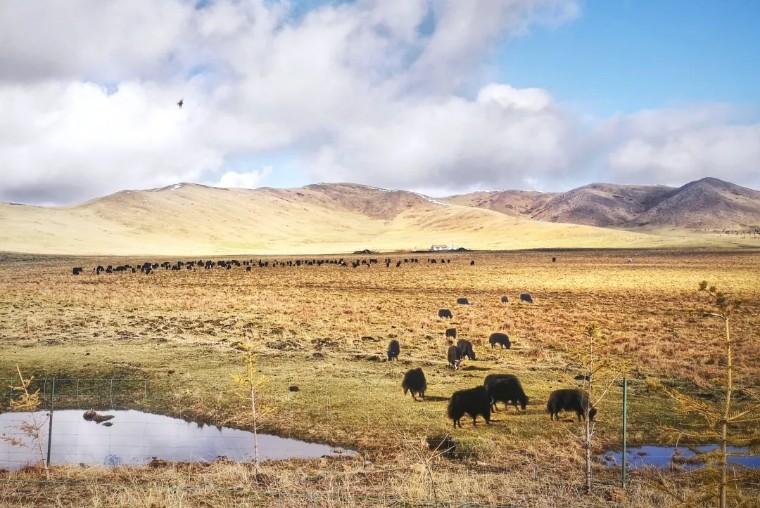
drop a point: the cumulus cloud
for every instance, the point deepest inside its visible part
(373, 91)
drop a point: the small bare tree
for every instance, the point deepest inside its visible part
(25, 399)
(719, 417)
(248, 382)
(610, 372)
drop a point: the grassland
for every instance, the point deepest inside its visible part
(189, 219)
(325, 329)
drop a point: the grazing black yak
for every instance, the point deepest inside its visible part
(465, 349)
(505, 388)
(499, 338)
(453, 357)
(393, 350)
(473, 402)
(525, 297)
(569, 399)
(414, 382)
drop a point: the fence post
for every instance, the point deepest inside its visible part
(624, 471)
(50, 421)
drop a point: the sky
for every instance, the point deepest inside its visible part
(436, 96)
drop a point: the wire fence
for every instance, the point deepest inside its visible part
(98, 421)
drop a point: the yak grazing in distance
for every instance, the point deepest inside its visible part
(505, 388)
(474, 402)
(499, 338)
(570, 399)
(453, 357)
(465, 349)
(394, 348)
(415, 382)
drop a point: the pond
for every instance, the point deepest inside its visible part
(134, 437)
(659, 456)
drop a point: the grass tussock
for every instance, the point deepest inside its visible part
(325, 330)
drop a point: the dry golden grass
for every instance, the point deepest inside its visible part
(193, 219)
(325, 329)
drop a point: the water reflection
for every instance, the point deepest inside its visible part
(136, 437)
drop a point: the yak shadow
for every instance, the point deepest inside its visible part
(472, 367)
(434, 398)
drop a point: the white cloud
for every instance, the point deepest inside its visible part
(526, 99)
(374, 91)
(244, 179)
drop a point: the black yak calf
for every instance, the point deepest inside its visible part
(453, 357)
(525, 297)
(505, 388)
(473, 402)
(415, 382)
(570, 399)
(393, 350)
(465, 349)
(499, 338)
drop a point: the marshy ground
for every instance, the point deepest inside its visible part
(325, 330)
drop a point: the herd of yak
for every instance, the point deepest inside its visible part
(149, 267)
(478, 401)
(506, 388)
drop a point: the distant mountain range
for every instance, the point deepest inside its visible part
(706, 204)
(190, 219)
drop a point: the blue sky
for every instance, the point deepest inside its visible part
(627, 55)
(436, 96)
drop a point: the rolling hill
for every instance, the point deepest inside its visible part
(190, 219)
(708, 204)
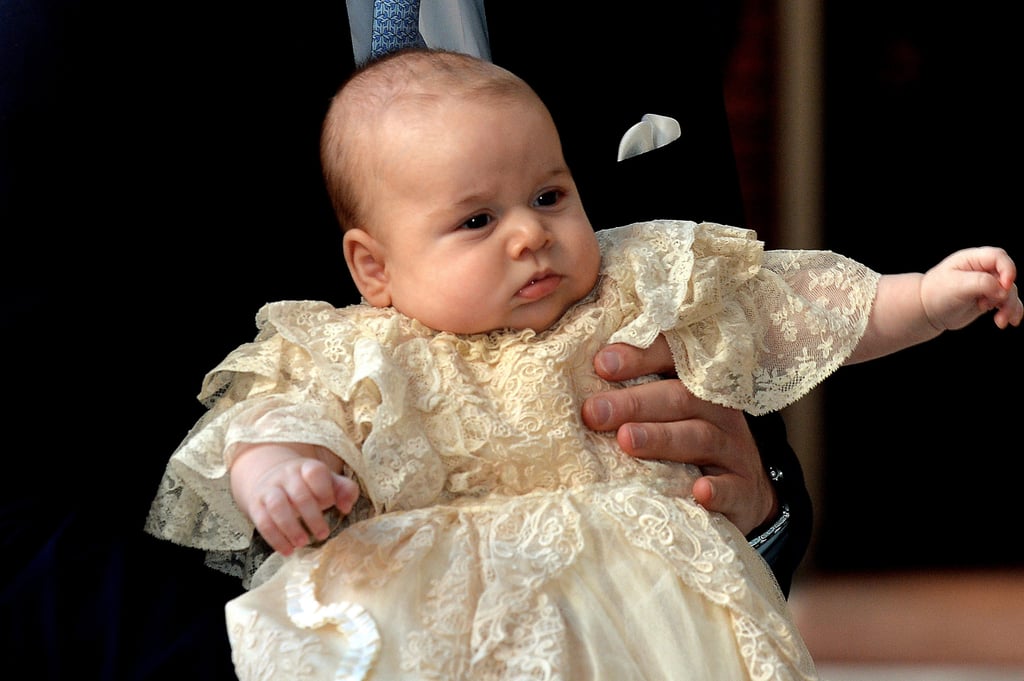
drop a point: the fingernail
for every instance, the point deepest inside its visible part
(638, 435)
(609, 362)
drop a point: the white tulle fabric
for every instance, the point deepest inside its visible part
(499, 538)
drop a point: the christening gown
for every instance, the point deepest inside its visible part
(497, 537)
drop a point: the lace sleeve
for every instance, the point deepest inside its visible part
(307, 378)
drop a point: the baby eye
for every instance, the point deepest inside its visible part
(548, 198)
(477, 221)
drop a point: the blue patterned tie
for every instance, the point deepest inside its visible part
(396, 25)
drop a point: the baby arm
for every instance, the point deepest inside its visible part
(911, 308)
(284, 488)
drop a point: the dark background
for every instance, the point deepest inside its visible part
(923, 464)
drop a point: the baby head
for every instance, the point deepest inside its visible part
(458, 208)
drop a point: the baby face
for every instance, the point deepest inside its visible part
(479, 220)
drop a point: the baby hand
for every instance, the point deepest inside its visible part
(970, 283)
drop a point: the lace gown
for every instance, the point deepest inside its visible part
(498, 537)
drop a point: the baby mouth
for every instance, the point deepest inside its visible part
(540, 287)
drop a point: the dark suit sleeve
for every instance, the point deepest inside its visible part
(791, 544)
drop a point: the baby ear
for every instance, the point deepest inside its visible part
(366, 259)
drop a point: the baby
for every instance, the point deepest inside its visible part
(486, 533)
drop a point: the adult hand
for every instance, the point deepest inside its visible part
(663, 420)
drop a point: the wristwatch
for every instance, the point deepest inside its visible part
(766, 541)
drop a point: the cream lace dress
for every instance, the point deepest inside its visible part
(498, 537)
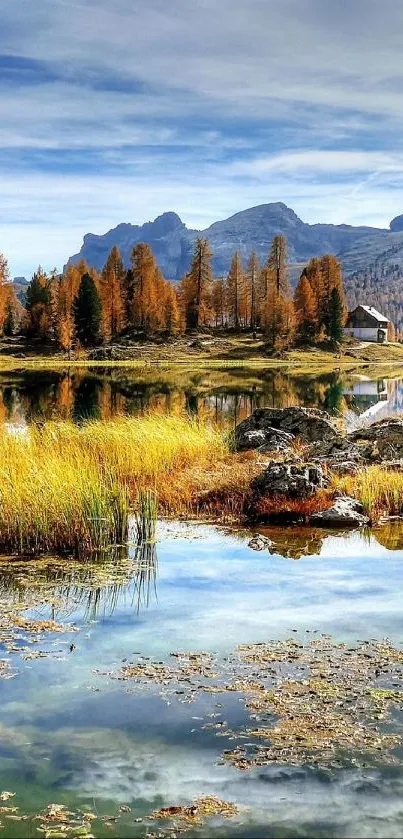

| The exercise |
Arrange every line of the records above as a Markdown table with two columns, "No." for the row number and "Entry" for the line. Skip blank lines and leave out the pictures.

| Answer in full |
| No. | Entry |
|---|---|
| 1 | drop a point: the cumulus cloud |
| 2 | for every instance, the point deepest inside its visible part |
| 3 | (373, 91) |
| 4 | drop a point: the small bare tree |
| 5 | for every instance, the point deepest inside its visible part |
| 6 | (25, 399) |
| 7 | (719, 417) |
| 8 | (248, 382) |
| 9 | (610, 372) |
| 10 | drop a point: the grassland |
| 11 | for every instance, the point deepest inside its visible part |
| 12 | (189, 219) |
| 13 | (325, 329) |
| 14 | drop a point: the grazing black yak |
| 15 | for every instance, the point deepest inside its visible part |
| 16 | (465, 349) |
| 17 | (505, 388) |
| 18 | (499, 338) |
| 19 | (453, 357) |
| 20 | (393, 350) |
| 21 | (473, 402) |
| 22 | (525, 297) |
| 23 | (569, 399) |
| 24 | (414, 382) |
| 25 | drop a point: the fence post |
| 26 | for every instance, the point deepest inside its visible part |
| 27 | (624, 471) |
| 28 | (50, 421) |
| 29 | drop a point: the sky |
| 30 | for every instance, the point deepest inside its visible part |
| 31 | (436, 96) |
| 32 | drop a point: the wire fence |
| 33 | for every instance, the point deepest inside its visible part |
| 34 | (98, 421) |
| 35 | drop a point: the yak grazing in distance |
| 36 | for every instance, the point deepest inside its visible part |
| 37 | (505, 388) |
| 38 | (474, 402) |
| 39 | (499, 338) |
| 40 | (570, 399) |
| 41 | (453, 357) |
| 42 | (465, 349) |
| 43 | (394, 348) |
| 44 | (415, 382) |
| 45 | drop a point: the pond |
| 46 | for every instance, the point deepest inside its visible part |
| 47 | (134, 437) |
| 48 | (659, 456) |
| 49 | drop a point: the grass tussock |
| 50 | for every instance, the point deepest inside its visible part |
| 51 | (325, 330) |
| 52 | drop a point: the dry golden grass |
| 53 | for every instance, the point deepest inside its visible part |
| 54 | (193, 219) |
| 55 | (325, 329) |
| 56 | drop a point: the water reflection |
| 57 | for every instance, the point deepest inside its visible part |
| 58 | (136, 437) |
| 59 | drop a point: the yak shadow |
| 60 | for every instance, the point deepest inside its visible part |
| 61 | (472, 367) |
| 62 | (434, 398) |
| 63 | drop a point: the white cloud |
| 64 | for every instance, the point deepest inside its visible part |
| 65 | (526, 99) |
| 66 | (374, 91) |
| 67 | (244, 179) |
| 68 | drop a point: the black yak calf |
| 69 | for every instance, the point deepest inside its visible part |
| 70 | (453, 357) |
| 71 | (525, 297) |
| 72 | (505, 388) |
| 73 | (473, 402) |
| 74 | (415, 382) |
| 75 | (570, 399) |
| 76 | (393, 350) |
| 77 | (465, 349) |
| 78 | (499, 338) |
| 79 | drop a point: the marshy ground |
| 80 | for every instance, the point deepest inside its visible part |
| 81 | (325, 330) |
| 82 | drop a point: the herd of yak |
| 83 | for every instance, the point deepest inside its visible part |
| 84 | (149, 267) |
| 85 | (478, 401) |
| 86 | (506, 388) |
| 87 | drop a point: the distant mountain range |
| 88 | for every instance, the point deepest inside its visible part |
| 89 | (706, 204) |
| 90 | (190, 219) |
| 91 | drop a point: the blue sky |
| 92 | for every instance, the point deepest inside its visible part |
| 93 | (627, 55) |
| 94 | (436, 96) |
| 95 | drop a point: the rolling hill |
| 96 | for every instance, the point deepest inside its visible part |
| 97 | (190, 219) |
| 98 | (708, 204) |
| 99 | drop a point: the fingernail |
| 100 | for every instance, the point deepest inside its visible part |
| 101 | (638, 435) |
| 102 | (609, 362) |
| 103 | drop a point: the white tulle fabric |
| 104 | for every instance, the point deepest inside its visible part |
| 105 | (499, 538) |
| 106 | drop a point: the christening gown |
| 107 | for every instance, the point deepest inside its visible part |
| 108 | (497, 537) |
| 109 | drop a point: the lace sleeve |
| 110 | for every instance, the point deepest inside its visible part |
| 111 | (307, 378) |
| 112 | drop a point: the baby eye |
| 113 | for every instance, the point deepest inside its visible part |
| 114 | (548, 198) |
| 115 | (477, 221) |
| 116 | drop a point: the blue patterned tie |
| 117 | for every instance, the point deepest inside its visible part |
| 118 | (396, 25) |
| 119 | drop a point: the baby arm |
| 120 | for every instance, the point deepest inside its visible part |
| 121 | (911, 308) |
| 122 | (284, 488) |
| 123 | drop a point: the dark background |
| 124 | for every instance, the point deepest inside its visible part |
| 125 | (923, 464) |
| 126 | drop a point: the baby head |
| 127 | for every instance, the point deepest inside its visible part |
| 128 | (458, 208) |
| 129 | drop a point: the baby face |
| 130 | for every instance, the point deepest inside its visible part |
| 131 | (479, 220) |
| 132 | drop a point: the baby hand |
| 133 | for every instance, the point deepest inside its visible part |
| 134 | (970, 283) |
| 135 | drop a point: the lace gown |
| 136 | for every instance, the point deepest inside its visible part |
| 137 | (498, 537) |
| 138 | drop a point: the baby mouth |
| 139 | for every instance, the point deepest inside its visible part |
| 140 | (540, 287) |
| 141 | drop a point: the dark suit sleeve |
| 142 | for every instance, the point deepest inside its visible part |
| 143 | (791, 544) |
| 144 | drop a point: the baby ear |
| 145 | for every instance, the point deepest inside its visible part |
| 146 | (366, 259) |
| 147 | drop a point: the baby |
| 148 | for every instance, the point deepest inside its visible part |
| 149 | (486, 533) |
| 150 | drop a point: the adult hand |
| 151 | for every instance, the point deepest inside its visible part |
| 152 | (663, 420) |
| 153 | drop a point: the wristwatch |
| 154 | for every instance, the point deepest inside its visible part |
| 155 | (766, 541) |
| 156 | drop a point: the cream lace dress |
| 157 | for every instance, the point deepest inside its visible part |
| 158 | (498, 537) |